AIM: Which lines in the listing below contain the string "green"? Pull out each of those lines and copy it in full.

EXTRACTED DATA:
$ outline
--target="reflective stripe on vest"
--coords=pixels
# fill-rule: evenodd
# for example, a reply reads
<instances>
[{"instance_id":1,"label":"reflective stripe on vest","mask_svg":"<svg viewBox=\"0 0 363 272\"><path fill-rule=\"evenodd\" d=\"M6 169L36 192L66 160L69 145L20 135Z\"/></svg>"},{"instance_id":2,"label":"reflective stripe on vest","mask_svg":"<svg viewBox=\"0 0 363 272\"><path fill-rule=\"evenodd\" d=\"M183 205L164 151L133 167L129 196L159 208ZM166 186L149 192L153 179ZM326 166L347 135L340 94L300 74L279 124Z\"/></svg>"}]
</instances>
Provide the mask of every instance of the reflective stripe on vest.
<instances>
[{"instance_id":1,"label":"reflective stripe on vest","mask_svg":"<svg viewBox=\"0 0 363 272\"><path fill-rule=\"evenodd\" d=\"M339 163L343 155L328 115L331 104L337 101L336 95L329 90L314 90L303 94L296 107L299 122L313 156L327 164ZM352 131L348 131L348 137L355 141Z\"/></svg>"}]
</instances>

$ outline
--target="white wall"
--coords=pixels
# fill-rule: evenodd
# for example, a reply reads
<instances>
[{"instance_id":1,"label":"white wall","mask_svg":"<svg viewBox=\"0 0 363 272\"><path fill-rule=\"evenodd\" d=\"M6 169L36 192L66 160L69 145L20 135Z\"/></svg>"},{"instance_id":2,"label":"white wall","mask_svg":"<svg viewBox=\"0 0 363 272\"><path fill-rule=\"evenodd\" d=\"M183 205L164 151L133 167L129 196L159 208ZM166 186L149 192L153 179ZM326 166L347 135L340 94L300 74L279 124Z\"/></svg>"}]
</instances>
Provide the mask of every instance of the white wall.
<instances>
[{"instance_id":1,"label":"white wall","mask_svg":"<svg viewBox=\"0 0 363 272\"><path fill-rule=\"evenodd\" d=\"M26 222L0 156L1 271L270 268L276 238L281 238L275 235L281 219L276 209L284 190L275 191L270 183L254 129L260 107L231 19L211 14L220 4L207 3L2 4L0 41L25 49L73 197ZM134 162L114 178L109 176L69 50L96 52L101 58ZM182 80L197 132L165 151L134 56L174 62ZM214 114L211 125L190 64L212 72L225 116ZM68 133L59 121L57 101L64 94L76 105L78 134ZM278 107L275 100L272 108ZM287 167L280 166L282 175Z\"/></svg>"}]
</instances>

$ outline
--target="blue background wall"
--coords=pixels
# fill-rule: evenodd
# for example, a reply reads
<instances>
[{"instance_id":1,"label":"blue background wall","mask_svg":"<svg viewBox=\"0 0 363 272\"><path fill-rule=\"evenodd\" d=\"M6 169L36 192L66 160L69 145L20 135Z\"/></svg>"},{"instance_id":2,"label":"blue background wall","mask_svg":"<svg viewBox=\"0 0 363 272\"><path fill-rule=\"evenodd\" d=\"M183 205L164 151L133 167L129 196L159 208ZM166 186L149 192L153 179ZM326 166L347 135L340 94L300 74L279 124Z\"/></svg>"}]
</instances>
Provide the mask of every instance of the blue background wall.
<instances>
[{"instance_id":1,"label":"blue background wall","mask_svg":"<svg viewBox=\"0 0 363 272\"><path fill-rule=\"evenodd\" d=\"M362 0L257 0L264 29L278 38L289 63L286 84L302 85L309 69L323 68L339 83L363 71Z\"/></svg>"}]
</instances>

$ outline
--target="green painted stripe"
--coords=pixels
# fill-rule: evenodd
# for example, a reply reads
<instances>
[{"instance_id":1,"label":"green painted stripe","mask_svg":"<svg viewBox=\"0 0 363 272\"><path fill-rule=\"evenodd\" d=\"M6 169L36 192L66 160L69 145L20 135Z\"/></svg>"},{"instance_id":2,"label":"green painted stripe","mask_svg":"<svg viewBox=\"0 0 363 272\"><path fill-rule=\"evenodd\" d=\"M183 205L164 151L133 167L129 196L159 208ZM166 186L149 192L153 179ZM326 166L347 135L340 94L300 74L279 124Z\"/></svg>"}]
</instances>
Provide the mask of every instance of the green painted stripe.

RESULT OF THIS TASK:
--target="green painted stripe"
[{"instance_id":1,"label":"green painted stripe","mask_svg":"<svg viewBox=\"0 0 363 272\"><path fill-rule=\"evenodd\" d=\"M6 169L36 192L66 160L69 145L20 135Z\"/></svg>"},{"instance_id":2,"label":"green painted stripe","mask_svg":"<svg viewBox=\"0 0 363 272\"><path fill-rule=\"evenodd\" d=\"M183 205L164 151L133 167L129 196L159 208ZM166 186L149 192L153 179ZM326 166L347 135L340 94L300 74L279 124Z\"/></svg>"}]
Provide the mask of every instance of the green painted stripe.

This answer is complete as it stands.